··· MATERIAL FOR THIS EXERCISE

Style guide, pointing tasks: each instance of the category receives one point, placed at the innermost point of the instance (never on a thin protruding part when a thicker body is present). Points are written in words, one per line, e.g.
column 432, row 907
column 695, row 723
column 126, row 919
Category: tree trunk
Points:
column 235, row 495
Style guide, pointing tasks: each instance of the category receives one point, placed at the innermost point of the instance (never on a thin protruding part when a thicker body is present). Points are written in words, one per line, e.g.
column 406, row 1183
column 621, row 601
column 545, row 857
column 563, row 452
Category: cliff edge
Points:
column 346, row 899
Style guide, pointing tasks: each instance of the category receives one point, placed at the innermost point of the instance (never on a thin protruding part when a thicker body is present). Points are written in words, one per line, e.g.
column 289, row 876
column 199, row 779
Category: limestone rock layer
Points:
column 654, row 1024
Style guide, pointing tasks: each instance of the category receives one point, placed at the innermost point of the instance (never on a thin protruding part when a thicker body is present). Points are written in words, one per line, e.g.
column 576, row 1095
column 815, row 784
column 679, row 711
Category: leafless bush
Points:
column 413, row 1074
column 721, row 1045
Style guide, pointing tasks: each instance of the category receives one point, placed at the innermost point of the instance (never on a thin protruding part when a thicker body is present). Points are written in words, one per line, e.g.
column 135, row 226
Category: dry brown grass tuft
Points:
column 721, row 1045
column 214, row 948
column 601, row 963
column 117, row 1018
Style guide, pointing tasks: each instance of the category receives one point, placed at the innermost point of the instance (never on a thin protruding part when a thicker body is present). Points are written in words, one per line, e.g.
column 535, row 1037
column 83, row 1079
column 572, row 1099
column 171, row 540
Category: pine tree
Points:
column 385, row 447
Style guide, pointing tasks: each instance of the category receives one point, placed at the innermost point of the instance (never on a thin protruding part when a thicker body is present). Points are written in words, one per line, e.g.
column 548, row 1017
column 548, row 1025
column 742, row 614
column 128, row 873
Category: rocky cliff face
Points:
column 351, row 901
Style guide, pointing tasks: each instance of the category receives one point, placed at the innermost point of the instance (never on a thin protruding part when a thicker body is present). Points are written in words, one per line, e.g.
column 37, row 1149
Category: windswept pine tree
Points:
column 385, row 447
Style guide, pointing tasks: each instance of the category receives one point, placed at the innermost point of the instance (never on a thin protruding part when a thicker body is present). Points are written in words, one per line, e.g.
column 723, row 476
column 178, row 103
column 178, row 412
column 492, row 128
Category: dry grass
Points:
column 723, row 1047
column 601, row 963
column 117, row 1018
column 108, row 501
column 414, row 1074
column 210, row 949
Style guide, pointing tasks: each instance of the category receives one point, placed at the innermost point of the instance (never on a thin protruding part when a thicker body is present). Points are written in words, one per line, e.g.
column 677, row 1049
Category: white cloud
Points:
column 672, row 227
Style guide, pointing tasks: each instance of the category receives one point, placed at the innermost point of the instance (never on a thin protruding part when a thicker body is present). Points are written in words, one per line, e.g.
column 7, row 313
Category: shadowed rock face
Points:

······

The complete listing, transcribed exactly, is the expected answer.

RESULT OF THIS TASK:
Style guide, pointing tasks: each instance of the category receives one point, placed at the innermost point of the instance (never on a thin protruding part when a thicker body is present). Points are written in words, one per line, e.g.
column 432, row 907
column 695, row 723
column 126, row 919
Category: tree trunk
Points:
column 235, row 495
Style guide, pointing tasks: each instance of the category receives one point, placed at the innermost point of the instance (never on a thin protruding part when a thicker body is present). Points are written in words, one per line, e.g.
column 406, row 1183
column 621, row 601
column 545, row 857
column 563, row 452
Category: cliff edge
Points:
column 346, row 899
Style guide, pointing tasks: each instance of the category receives one point, placed at the innermost point of the instance (never on a thin protruding part when a thicker body is present). Points are written in words, one per line, e.g.
column 289, row 876
column 199, row 779
Category: limestone rock layer
Points:
column 654, row 1024
Style guide, pointing tasks: each instance of the category receives one point, placed at the innermost point of the instance (never on a thin protruding part when a thicker body is present). Points are written in words, one per line, e.g.
column 576, row 1095
column 815, row 784
column 679, row 711
Category: leafless bush
Points:
column 413, row 1074
column 721, row 1045
Style guide, pointing tasks: each instance of the category receives one point, placed at the innermost point of the instance (never on a thin protruding part when a thicker body is present). Points are written in words, one per line, e.g.
column 135, row 226
Category: dry brown grass tuft
Points:
column 721, row 1045
column 214, row 948
column 601, row 963
column 117, row 1018
Style guide, pointing tasks: each instance of the category receives one point, placed at the innermost point of the instance (never on a thin protruding part when a thicker body is present). Points are written in words, one per line, e.g.
column 535, row 1037
column 83, row 1079
column 572, row 1099
column 171, row 540
Category: pine tree
Points:
column 385, row 447
Style guide, pointing tasks: each instance of the category receives one point, placed at the innermost point of the instance (never on a thin protruding part when a thicker body is present). Points are written in words, one per line, e.g.
column 548, row 1017
column 548, row 1025
column 742, row 614
column 128, row 873
Category: rocky cliff face
Points:
column 351, row 901
Style guide, pointing tasks: each instance of the category receives one point, placed at the innermost point of the instance (never on a thin protruding part when a thicker body is present). Points are written in words, one per line, e.g.
column 37, row 1149
Category: windswept pine tree
Points:
column 385, row 447
Style guide, pointing tasks: each instance of the category receives one point, placed at the innermost point of the instance (never on a thin protruding part when a thicker body is present). Points are written in words, one per line, e.g.
column 723, row 476
column 178, row 103
column 178, row 412
column 492, row 128
Category: dry grass
Points:
column 723, row 1047
column 601, row 963
column 117, row 1018
column 108, row 501
column 414, row 1074
column 210, row 949
Style guide, pointing tasks: each instance of the category receives one point, placed at the innermost point of the instance (never on a thin protruding part when a thicker body is present). Points are written in words, one per line, e.g.
column 677, row 1049
Category: white cloud
Points:
column 672, row 227
Style guide, pointing tasks: each instance of the category receives one point, placed at the innermost point of the instance (never on a thin protruding part when a thicker body is present). Points are written in words, one per line, e.g.
column 7, row 313
Category: shadowed rock face
Points:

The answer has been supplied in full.